■ Provided text ■
However, noted Ivan Sterligov, the current reliance on scientometrics seems to be the lesser evil when compared with the possibility of introducing a Finnish system, where journals are evaluated by experts. Such a system, the expert believes, will become important when current postgraduate students become professors.
Anna Zavaley, Head of the Educational Projects Coordination Unit of HSE’s eLearning Office, wondered what it means to be a good student and how to follow academic virtues when studying online. At one of the faculties, she said, there was a case of files being sent with blank sheets or quotes from poems, and there was collusion between the students to score mutual high marks. This was noticed by the assistant, and the students were ultimately reprimanded.
Some students then took to Telegram, writing, ‘That’s what everybody does, except for cut-throat “A” students.’ However, a study conducted by the eLearning Office showed that most students feel that cheating and quoting Shakespeare instead of answering is not the norm.
Anna Zavaley noted that problems of plagiarism and compliance with academic ethics have affected all universities during the pandemic. Following a request to the Coursera platform, HSE University received a response that the United States and England had similar plagiarism queries as other countries. According to Anna Zavaley, changing technologies should not change academic practice. At the same time, this process stimulates discussion on how we can promote academic virtues so that students understand that norms continue to apply.

■ Records shown ■
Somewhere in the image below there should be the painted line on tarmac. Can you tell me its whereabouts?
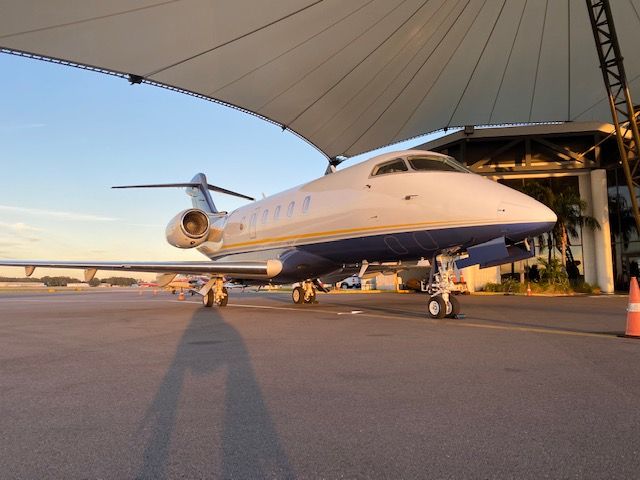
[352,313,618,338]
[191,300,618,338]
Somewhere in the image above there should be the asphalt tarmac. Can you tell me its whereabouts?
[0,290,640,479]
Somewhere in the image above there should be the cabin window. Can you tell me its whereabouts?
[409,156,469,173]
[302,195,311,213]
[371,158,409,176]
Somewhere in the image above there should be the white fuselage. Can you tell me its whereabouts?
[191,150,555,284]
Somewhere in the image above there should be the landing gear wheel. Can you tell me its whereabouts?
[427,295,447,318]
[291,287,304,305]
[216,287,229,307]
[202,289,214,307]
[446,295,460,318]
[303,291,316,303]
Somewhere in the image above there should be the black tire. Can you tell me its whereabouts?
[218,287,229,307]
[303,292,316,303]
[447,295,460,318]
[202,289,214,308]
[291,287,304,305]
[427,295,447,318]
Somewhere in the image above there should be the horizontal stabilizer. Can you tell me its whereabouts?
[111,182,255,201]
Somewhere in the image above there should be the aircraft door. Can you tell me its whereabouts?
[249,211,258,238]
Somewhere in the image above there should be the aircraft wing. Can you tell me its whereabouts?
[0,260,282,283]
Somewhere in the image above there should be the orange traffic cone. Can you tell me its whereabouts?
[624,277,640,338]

■ Task list ■
1) In the academic ethics passage, what did the eLearning Office study find most students feel?
2) Return the part of the academic ethics passage starting with "Some students then" and going on through "continue to apply.".
Rely only on the academic ethics passage, not the material.

■ Solutions below ■
1) Most students feel that cheating and quoting Shakespeare instead of answering is not the norm.

2)
Some students then took to Telegram, writing, ‘That’s what everybody does, except for cut-throat “A” students.’ However, a study conducted by the eLearning Office showed that most students feel that cheating and quoting Shakespeare instead of answering is not the norm.
Anna Zavaley noted that problems of plagiarism and compliance with academic ethics have affected all universities during the pandemic. Following a request to the Coursera platform, HSE University received a response that the United States and England had similar plagiarism queries as other countries. According to Anna Zavaley, changing technologies should not change academic practice. At the same time, this process stimulates discussion on how we can promote academic virtues so that students understand that norms continue to apply.